##### Extract provided #####

At first smell, all I could think was “hey, this doesn’t smell American at all!” Unlike every other Washington syrah I’ve smelled, this wine gives me flashbacks to the Red Baron wine bar in Paris where I spent two lovely evenings drinking my way through obscure French wine regions just a few months ago.
Surprisingly, the nose is brutally thin, very mineral, with a very faint hint of the warmer Washingtonian climate almost totally obscured by what I can only imagine is old world winemaking: instead of plush, Australian raspberry jam, what you get is cold, austere, frankly barnyardy (but not Brett-y) funk edged with dirt. It’s quite a shock, especially as I had expected something quite different: Cayuse are a tiny, boutique, mailing-list-only producer, and even if the winemaker is French, I had just assumed that this would be a big, lush syrah something like the (amazingly delicious) John Duval-produced Sequel syrah, which is apparently from Walla Walla as well, just as this wine is – and yet this Cayus wine is utterly different from Duval’s.

##### Provided records #####

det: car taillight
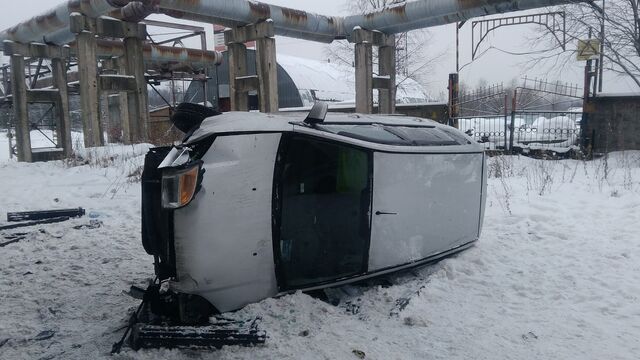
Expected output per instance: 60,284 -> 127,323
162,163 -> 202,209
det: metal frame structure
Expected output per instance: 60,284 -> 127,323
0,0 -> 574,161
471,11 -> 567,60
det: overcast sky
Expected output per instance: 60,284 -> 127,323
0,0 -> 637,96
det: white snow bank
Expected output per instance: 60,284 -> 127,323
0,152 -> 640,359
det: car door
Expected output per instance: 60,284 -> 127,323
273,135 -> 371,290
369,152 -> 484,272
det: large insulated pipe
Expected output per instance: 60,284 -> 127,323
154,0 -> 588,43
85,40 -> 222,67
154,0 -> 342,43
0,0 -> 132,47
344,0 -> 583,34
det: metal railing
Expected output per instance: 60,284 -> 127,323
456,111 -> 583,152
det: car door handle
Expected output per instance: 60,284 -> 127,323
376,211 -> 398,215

#####
##### Provided records #####

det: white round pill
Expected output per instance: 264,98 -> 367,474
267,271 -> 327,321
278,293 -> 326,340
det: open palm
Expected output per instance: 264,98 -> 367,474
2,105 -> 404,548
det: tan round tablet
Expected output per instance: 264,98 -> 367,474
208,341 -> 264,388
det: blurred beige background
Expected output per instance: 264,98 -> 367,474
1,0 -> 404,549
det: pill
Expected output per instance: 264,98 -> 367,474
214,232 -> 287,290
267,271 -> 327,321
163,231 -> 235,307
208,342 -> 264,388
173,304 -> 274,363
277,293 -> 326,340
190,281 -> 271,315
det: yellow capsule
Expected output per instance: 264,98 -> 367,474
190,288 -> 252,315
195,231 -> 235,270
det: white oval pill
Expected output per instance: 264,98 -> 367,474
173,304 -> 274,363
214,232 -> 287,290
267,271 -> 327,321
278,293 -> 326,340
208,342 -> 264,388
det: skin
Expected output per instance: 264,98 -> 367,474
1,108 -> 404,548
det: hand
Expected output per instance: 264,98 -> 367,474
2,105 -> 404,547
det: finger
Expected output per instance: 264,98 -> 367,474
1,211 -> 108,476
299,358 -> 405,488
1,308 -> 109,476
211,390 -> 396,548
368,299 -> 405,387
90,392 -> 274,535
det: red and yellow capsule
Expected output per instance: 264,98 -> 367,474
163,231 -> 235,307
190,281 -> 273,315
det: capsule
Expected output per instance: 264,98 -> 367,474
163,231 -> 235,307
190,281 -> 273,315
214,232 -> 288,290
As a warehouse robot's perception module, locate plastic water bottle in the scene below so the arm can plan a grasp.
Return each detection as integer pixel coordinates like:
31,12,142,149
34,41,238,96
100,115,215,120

#####

# [What to work on]
A. From the syrah tasting note, answer these:
(i) In which Paris wine bar did the writer spend two evenings?
(ii) What nationality is the Cayuse winemaker?
(iii) Who produced the Sequel syrah?
B. Write the next part of the syrah tasting note, picking up after its final sentence.

# [Answers by task]
A.
(i) The Red Baron wine bar
(ii) French
(iii) John Duval

B.
It’s when you finally treat yourself to a sip of this that the New World components become apparently: there’s a fullness, a thickness that I wouldn’t associate with traditional Rhône wine that’s a thrilling counterpart to the austerity of the nose. Flavors are mostly in the realm of cured tobacco, black fruits, dried cherries, and just a hint of sourness to keep it all in check; there’s also a kind of burnt sugar sweetness that isn’t sugar, just sweetness that’s delightful as well. The finish does stay around for a while, reminding me somehow of Victorian toiletries (and I mean that in a good way: it’s like a once-popular floral scent that went out of fashion shortly before your grandparents got married), with a wonderful wood-coffee smoothness that leaves you very, very happy that you got to drink some of this wine.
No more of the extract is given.